- _GIVEN INFORMATION_:
-- BEGIN --
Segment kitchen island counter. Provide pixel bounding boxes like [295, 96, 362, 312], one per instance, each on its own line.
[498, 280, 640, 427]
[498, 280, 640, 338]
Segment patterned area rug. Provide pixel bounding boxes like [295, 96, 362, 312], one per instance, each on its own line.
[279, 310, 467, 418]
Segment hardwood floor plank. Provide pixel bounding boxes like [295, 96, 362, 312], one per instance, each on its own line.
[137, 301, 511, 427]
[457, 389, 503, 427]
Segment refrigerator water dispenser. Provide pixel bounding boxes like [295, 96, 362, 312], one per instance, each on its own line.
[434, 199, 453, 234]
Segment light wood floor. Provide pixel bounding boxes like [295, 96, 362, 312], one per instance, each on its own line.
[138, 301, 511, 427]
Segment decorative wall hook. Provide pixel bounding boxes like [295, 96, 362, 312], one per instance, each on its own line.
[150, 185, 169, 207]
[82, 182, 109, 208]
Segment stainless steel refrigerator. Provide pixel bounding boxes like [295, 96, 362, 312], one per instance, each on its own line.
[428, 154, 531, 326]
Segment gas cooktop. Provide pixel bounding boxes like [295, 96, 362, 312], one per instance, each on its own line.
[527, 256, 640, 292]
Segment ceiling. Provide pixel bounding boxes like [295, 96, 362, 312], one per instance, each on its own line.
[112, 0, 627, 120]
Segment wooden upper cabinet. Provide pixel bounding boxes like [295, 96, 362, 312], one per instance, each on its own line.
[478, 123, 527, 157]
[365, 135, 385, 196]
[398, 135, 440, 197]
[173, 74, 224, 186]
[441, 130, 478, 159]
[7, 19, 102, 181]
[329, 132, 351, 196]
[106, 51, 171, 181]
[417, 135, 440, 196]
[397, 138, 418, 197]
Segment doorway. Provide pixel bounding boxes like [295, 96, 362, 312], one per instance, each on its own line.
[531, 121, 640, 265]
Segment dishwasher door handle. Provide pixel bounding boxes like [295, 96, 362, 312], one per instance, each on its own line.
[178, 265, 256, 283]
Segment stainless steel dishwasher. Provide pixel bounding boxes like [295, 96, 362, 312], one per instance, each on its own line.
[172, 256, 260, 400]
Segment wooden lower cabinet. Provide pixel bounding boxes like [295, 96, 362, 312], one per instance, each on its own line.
-- END --
-- BEGIN --
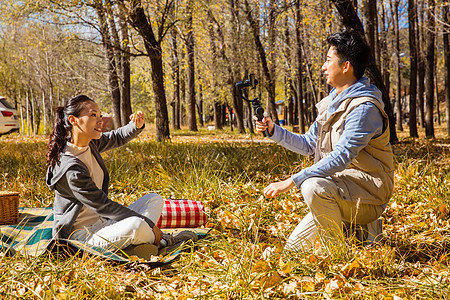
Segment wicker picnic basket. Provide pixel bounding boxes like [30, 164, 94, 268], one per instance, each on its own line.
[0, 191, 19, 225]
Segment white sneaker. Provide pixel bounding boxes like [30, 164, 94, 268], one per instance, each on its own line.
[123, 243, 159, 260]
-- END --
-- BEGIN --
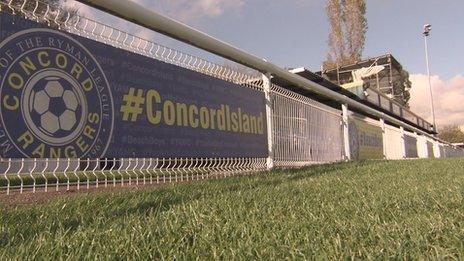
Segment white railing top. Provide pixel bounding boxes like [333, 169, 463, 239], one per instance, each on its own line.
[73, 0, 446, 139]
-- END --
- _WHAT IS NEEDED_: Can you pull out, word for word, the items that begin at the line containing "Segment ceiling. Provide" and stop after the line containing "[112, 0, 627, 120]"?

- _CORRECT RESPONSE_:
Segment ceiling. Provide pixel bounding boxes like [295, 96, 362, 312], one per instance, each on its own line.
[112, 0, 627, 120]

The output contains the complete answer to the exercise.